Liste des tâches:
1 – Selon le texte sur l'histoire de Ménilles, en quelle année apparaît la forme « Ménilles » avec un accent ?
2 – Renommez « château » en « manoir » en recopiant le passage du texte sur l'histoire de Ménilles qui va de « Photos anciennes » à « et sa richesse. ».
3 – Quels villages voisins le texte sur l'histoire de Ménilles cite-t-il ?

Texte à lire:

◆ ◆ ◆

Un peu d'histoire
Ménilles, autrefois
Du XIe siècle jusqu’à nos jours, l’avènement du christianisme, la guerre de Cent ans, la vigne, la Révolution française, le chemin de fer, l’industrie et la Seconde guerre mondiale ont marqué l’histoire de Ménilles.
Près de 1000 ans d’histoire…
Probablement au temps de Charlemagne et des Mérovingiens, quelques familles ont fondé entre rivière et colline un lieu dont l’origine du nom Ménilles est encore incertaine. De Menila au XIè siècle, Menilae au XIIIè, puis Menillum, la possibilité d’une déformation de mesnil qui, en ancien français, nomme une petite ferme a été envisagé. Comme les villages voisins d’Aigleville, Cocherel, Hardencourt, Hécourt, constitués sensiblement à une époque située entre les Vè et IXè siècles, il est vraisemblable que Menilles existait aussi au temps des mérovingiens. C’est pour cette raison qu’à la forme mesnil nettement postérieure, il semble plus judicieux de l’attribuer à l’utilisation de la racine men qui, en langue celte, signifie pierre. Cette pierre était tirée, jusqu’au siècle dernier, des nombreuses carrières de la côte. Une autre incertitude tient en la présence ou non de l’accent porté. Ce n’est qu’en 1740 qu’apparaît la forme Ménilles qui lui donne un accent. Il se peut qu’alors, l’accent ait été ajouté par erreur sur des documents officiels. Bien que la dénomination de Menilles ou Ménilles ne soit pas administrativement définie, la forme actuellement utilisée est celle qui fut portée par la famille du même nom et transmise oralement par tradition – Menilles. Depuis sa fondation, Menilles est façonné par ses habitants. Ceux qui y naissent, vivent, travaillent font son histoire. Jeunes et moins jeunes, à nous tous revient la lourde tâche de prendre soin des vestiges du passé en y construisant au mieux notre avenir.
Photos anciennes
Église de Ménilles
Parmi les monuments de Menilles, l’église saint Pierre – saint Paul, bâtie à mi-côte près des dépendances du château, est à l’origine une construction de la fin du XIIIè. De nombreux remaniements au cours des siècles qui suivirent en firent un édifice remarquable par son allure et sa richesse.
La façade est constituée par une tour massive légèrement déportée, où se dessine un portail richement agrémenté de sculptures. Ce portail classé, daté de 1562, est en plein centre. Une grande baie avec cinq profondes voussures comportant plusieurs rangées de pampres, feuillages frisés et dais gothiques flamboyants découpés à jour abrite des figurines portant les instruments de la passion. Les scultptures ont souffert du temps et probablement de la révolution française. De plus grandes figurines aujourd’hui disparues devaient orner les consoles situées aux ébrasements ainsi que sur les contreforts.

◆ ◆ ◆

Données enregistrées:
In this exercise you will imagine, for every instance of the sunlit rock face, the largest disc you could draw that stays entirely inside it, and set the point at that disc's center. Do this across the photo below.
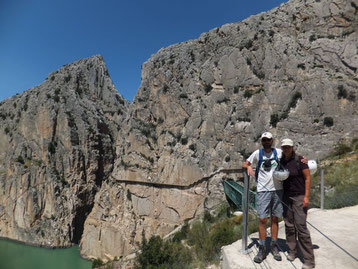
(101, 171)
(56, 148)
(203, 104)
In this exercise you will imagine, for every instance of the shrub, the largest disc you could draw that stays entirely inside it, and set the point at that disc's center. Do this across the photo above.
(157, 253)
(20, 159)
(165, 88)
(312, 38)
(192, 147)
(182, 234)
(223, 234)
(52, 147)
(183, 95)
(247, 94)
(328, 121)
(184, 141)
(341, 149)
(67, 78)
(97, 263)
(208, 88)
(302, 66)
(274, 120)
(294, 100)
(342, 92)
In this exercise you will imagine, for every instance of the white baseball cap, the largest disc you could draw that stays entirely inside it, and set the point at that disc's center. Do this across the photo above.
(287, 142)
(266, 135)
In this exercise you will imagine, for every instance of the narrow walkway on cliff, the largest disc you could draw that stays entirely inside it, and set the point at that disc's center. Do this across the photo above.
(339, 225)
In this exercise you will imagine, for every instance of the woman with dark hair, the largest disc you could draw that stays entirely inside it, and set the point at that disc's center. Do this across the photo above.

◆ ◆ ◆

Réponses dans l'ordre:
1 – En 1740.

2 –
Photos anciennes
Église de Ménilles
Parmi les monuments de Menilles, l’église saint Pierre – saint Paul, bâtie à mi-côte près des dépendances du manoir, est à l’origine une construction de la fin du XIIIè. De nombreux remaniements au cours des siècles qui suivirent en firent un édifice remarquable par son allure et sa richesse.

3 – Aigleville, Cocherel, Hardencourt, Hécourt